- [SUPPLIED DATA]:
· · ·

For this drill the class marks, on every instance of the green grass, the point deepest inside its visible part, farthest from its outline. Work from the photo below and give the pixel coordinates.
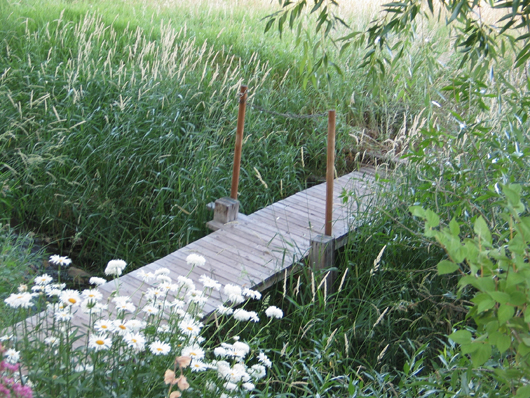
(117, 126)
(19, 262)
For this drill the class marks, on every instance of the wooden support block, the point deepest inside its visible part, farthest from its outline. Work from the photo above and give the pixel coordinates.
(322, 256)
(226, 210)
(322, 251)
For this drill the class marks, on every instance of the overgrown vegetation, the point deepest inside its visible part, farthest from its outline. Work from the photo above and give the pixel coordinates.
(117, 125)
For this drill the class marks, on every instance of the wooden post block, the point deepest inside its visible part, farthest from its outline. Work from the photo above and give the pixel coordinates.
(322, 256)
(226, 210)
(322, 251)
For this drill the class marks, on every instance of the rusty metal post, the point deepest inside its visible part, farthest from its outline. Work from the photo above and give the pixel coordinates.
(239, 140)
(330, 173)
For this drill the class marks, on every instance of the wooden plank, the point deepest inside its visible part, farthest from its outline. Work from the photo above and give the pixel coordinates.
(297, 236)
(243, 231)
(227, 273)
(253, 265)
(282, 238)
(292, 218)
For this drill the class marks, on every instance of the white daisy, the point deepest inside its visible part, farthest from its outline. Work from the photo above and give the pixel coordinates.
(252, 294)
(195, 260)
(60, 260)
(52, 340)
(153, 294)
(208, 282)
(187, 282)
(91, 294)
(240, 349)
(150, 309)
(159, 348)
(248, 386)
(220, 352)
(127, 306)
(97, 281)
(135, 341)
(241, 315)
(104, 326)
(135, 324)
(43, 279)
(115, 267)
(17, 300)
(12, 356)
(194, 351)
(121, 327)
(190, 327)
(146, 276)
(224, 310)
(264, 360)
(198, 366)
(257, 371)
(120, 299)
(196, 296)
(70, 297)
(99, 342)
(62, 316)
(274, 312)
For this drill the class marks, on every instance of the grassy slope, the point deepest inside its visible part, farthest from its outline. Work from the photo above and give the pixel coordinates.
(143, 161)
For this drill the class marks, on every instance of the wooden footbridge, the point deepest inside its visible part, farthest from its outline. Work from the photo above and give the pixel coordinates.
(260, 249)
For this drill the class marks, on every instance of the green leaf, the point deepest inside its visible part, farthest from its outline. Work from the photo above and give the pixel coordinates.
(523, 392)
(461, 337)
(485, 305)
(527, 315)
(417, 211)
(505, 313)
(446, 267)
(500, 340)
(482, 230)
(432, 219)
(481, 354)
(454, 227)
(456, 11)
(500, 297)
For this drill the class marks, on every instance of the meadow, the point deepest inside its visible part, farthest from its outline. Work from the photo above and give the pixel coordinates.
(117, 126)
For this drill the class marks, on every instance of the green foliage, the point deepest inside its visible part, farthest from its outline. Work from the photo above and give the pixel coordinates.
(19, 261)
(494, 266)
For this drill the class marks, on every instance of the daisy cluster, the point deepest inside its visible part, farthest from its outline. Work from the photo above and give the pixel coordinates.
(162, 318)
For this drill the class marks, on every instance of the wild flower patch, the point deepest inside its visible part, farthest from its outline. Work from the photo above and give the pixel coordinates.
(136, 344)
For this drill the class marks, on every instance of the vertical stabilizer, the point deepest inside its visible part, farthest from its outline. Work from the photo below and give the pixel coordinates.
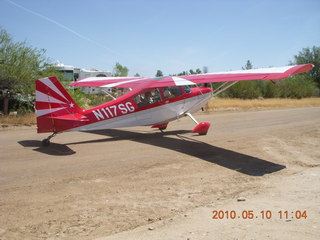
(55, 109)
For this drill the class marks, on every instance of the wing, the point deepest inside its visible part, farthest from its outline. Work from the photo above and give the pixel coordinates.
(231, 76)
(119, 82)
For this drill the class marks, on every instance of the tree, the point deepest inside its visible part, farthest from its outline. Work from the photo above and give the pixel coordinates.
(120, 71)
(20, 66)
(159, 73)
(310, 55)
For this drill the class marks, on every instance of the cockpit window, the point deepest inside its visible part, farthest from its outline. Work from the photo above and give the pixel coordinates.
(148, 98)
(170, 92)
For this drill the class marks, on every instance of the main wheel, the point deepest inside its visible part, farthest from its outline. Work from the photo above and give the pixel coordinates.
(45, 142)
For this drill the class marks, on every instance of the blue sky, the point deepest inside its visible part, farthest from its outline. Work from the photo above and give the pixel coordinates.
(170, 35)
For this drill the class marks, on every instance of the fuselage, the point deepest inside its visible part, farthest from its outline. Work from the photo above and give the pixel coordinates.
(145, 107)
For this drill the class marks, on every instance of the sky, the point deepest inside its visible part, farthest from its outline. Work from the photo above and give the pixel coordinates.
(167, 35)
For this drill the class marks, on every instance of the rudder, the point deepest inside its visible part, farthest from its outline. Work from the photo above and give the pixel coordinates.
(52, 102)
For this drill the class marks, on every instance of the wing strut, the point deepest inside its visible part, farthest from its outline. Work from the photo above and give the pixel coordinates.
(222, 88)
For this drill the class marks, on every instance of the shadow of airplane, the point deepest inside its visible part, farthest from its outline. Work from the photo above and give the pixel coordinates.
(223, 157)
(55, 149)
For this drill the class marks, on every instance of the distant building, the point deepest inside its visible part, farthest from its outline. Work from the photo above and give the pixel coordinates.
(70, 73)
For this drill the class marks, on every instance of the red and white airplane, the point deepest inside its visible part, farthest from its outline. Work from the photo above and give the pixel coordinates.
(151, 102)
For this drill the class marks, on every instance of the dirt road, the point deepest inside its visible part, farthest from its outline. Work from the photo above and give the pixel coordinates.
(137, 183)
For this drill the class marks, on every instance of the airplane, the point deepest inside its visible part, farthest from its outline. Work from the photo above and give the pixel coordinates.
(150, 102)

· · ·

- [GOAL OF THE EXERCISE]: Go through the listing above and retype it exactly, skipping every picture.

- [OUTPUT OF THE TASK]:
For this drill the class marks, on every instance of the green grass, the point deepest inside its visible part, farthest from its outline. Work from the photo below and give the pixel coordinates.
(117, 126)
(19, 262)
For this drill the class marks, on every instance of the wooden support block, the point deepest inside its visible part, farthest from its outline. Work from the photo above and give the pixel coordinates.
(322, 256)
(226, 210)
(322, 251)
For this drill the class marks, on every instance of the overgrown vegetation, the point deepest inside its visible part, farthest from its outline. Work from the photo above and give the pixel coordinates.
(117, 125)
For this drill the class marks, on every instance of the wooden post block, the point deepest inside its visible part, farthest from its outline. Work from the photo above and give the pixel coordinates.
(322, 256)
(226, 210)
(322, 251)
For this drill the class marks, on every instance of the rusty metal post, the point deepest inside its visible part, farthest from its outline. Work from the photo above and give the pixel coordinates.
(239, 140)
(330, 173)
For this drill the class marks, on every instance of the wooden plank, the point deepest inside its visible part, farthest from its outline. Work from the photo above and give the pixel coordinates.
(297, 236)
(243, 231)
(227, 273)
(253, 265)
(282, 238)
(292, 218)
For this drill the class marks, on every instance of the white daisy, the point deepest inside its visible part, farthest from its outline. Work from the photo above and give the pixel coordinates.
(252, 294)
(195, 260)
(60, 260)
(52, 340)
(153, 294)
(208, 282)
(187, 282)
(91, 294)
(240, 349)
(150, 309)
(159, 348)
(248, 386)
(220, 352)
(127, 306)
(97, 281)
(135, 341)
(241, 315)
(104, 326)
(135, 324)
(43, 279)
(115, 267)
(17, 300)
(12, 356)
(194, 351)
(121, 327)
(190, 327)
(146, 276)
(224, 310)
(264, 360)
(198, 366)
(257, 371)
(120, 299)
(196, 296)
(70, 297)
(99, 342)
(62, 316)
(274, 312)
For this drill the class marks, on every instance of the grassy slope, the point deepest inside its visible part, farthest from its outline. Work from the photo above and give the pixel coordinates.
(143, 161)
For this drill the class marks, on every instance of the wooden footbridge, the point deepest inside its visible part, farthest from its outline. Work from the photo above and give the pixel coordinates.
(260, 249)
For this drill the class marks, on every instance of the green leaf, the point deepest inside its visible part, farthest from its outline. Work from the photo above and give the pixel coordinates.
(523, 392)
(461, 337)
(485, 305)
(527, 315)
(417, 211)
(505, 313)
(446, 267)
(500, 340)
(482, 230)
(432, 219)
(481, 354)
(454, 227)
(456, 11)
(500, 297)
For this drill the class marks, on every instance of the meadow, the point deepest inside its visible part, farthest from its outline. Work from the photo above and give the pixel coordinates.
(117, 126)
For this drill the class marks, on every instance of the green foliage, the point deepest inside its visible part, farthest from its outline. Work from the photo above and give the pixel coordinates.
(19, 261)
(494, 266)
For this drill the class marks, on every instance of the daisy cluster, the point deepest inside its visible part, farthest from its outline. Work from the photo above and give the pixel coordinates.
(162, 318)
For this drill the class marks, on every instance of the wild flower patch, the point deepest inside its visible part, farthest from its outline. Work from the photo above and give the pixel coordinates.
(136, 344)
For this drill the class marks, on every instance of the vertical stabilizer, the point deepest inside its visible part, farthest from its outline. Work from the photo below and give the pixel coordinates.
(55, 109)
For this drill the class marks, on every instance of the wing, the point deepest inside its visible part, farthest from its outline. Work from the photo above and give the pixel coordinates.
(231, 76)
(119, 82)
For this drill the class marks, on every instance of the tree, the point deepest inside its visible part, farthest from its outline. Work from the photo above and give the pixel coordinates.
(120, 71)
(20, 66)
(159, 73)
(310, 55)
For this drill the class marks, on every instance of the cockpit window, the point deepest inside its visible part, farthest from its outline. Work from the photo above and give the pixel coordinates.
(148, 98)
(170, 92)
For this drill the class marks, on every instance of the main wheel, the point deepest inside its visible part, farthest from its outline. Work from the photo above and give the pixel coordinates.
(45, 142)
For this drill the class marks, on every instance of the blue sky, the point deepest inside its visible part, farthest from its outline. Work from the photo above and give the pixel coordinates.
(170, 35)
For this drill the class marks, on every instance of the fuselage, the point deepest inside its visible part, farthest from its outline. Work from the photo above and give the pixel coordinates.
(145, 107)
For this drill the class marks, on every instance of the sky, the point deepest inside its visible part, farthest from its outline. Work from the photo above and give the pixel coordinates.
(167, 35)
For this drill the class marks, on every instance of the rudder, the point deepest inside its visible part, farthest from its outline. Work from the photo above and give the pixel coordinates.
(52, 102)
For this drill the class marks, on every instance of the wing strut, the point deepest inside its visible part, farthest from its outline. Work from the photo above and give the pixel coordinates.
(222, 88)
For this drill the class marks, on every instance of the shadow of airplane, the point deepest inside its visible part, farthest from its outline. Work from the photo above and give the pixel coordinates.
(223, 157)
(55, 149)
For this drill the class marks, on every instance of the distant building, the point deepest inside its visible part, farthest from its outline. Work from the photo above and give the pixel coordinates.
(70, 73)
For this drill the class marks, on every instance of the red and white airplane, the point deepest inside its visible part, farthest from its outline. Work from the photo above and give the pixel coordinates.
(151, 102)
For this drill the class marks, on every instance of the dirt road, the point deepest inside its visible part, farthest from its outline. Work from the photo above and give the pixel coordinates.
(137, 183)
For this drill the class marks, on every instance of the airplane, the point deepest inside its visible part, farthest from its outline. Work from the photo above and give the pixel coordinates.
(150, 102)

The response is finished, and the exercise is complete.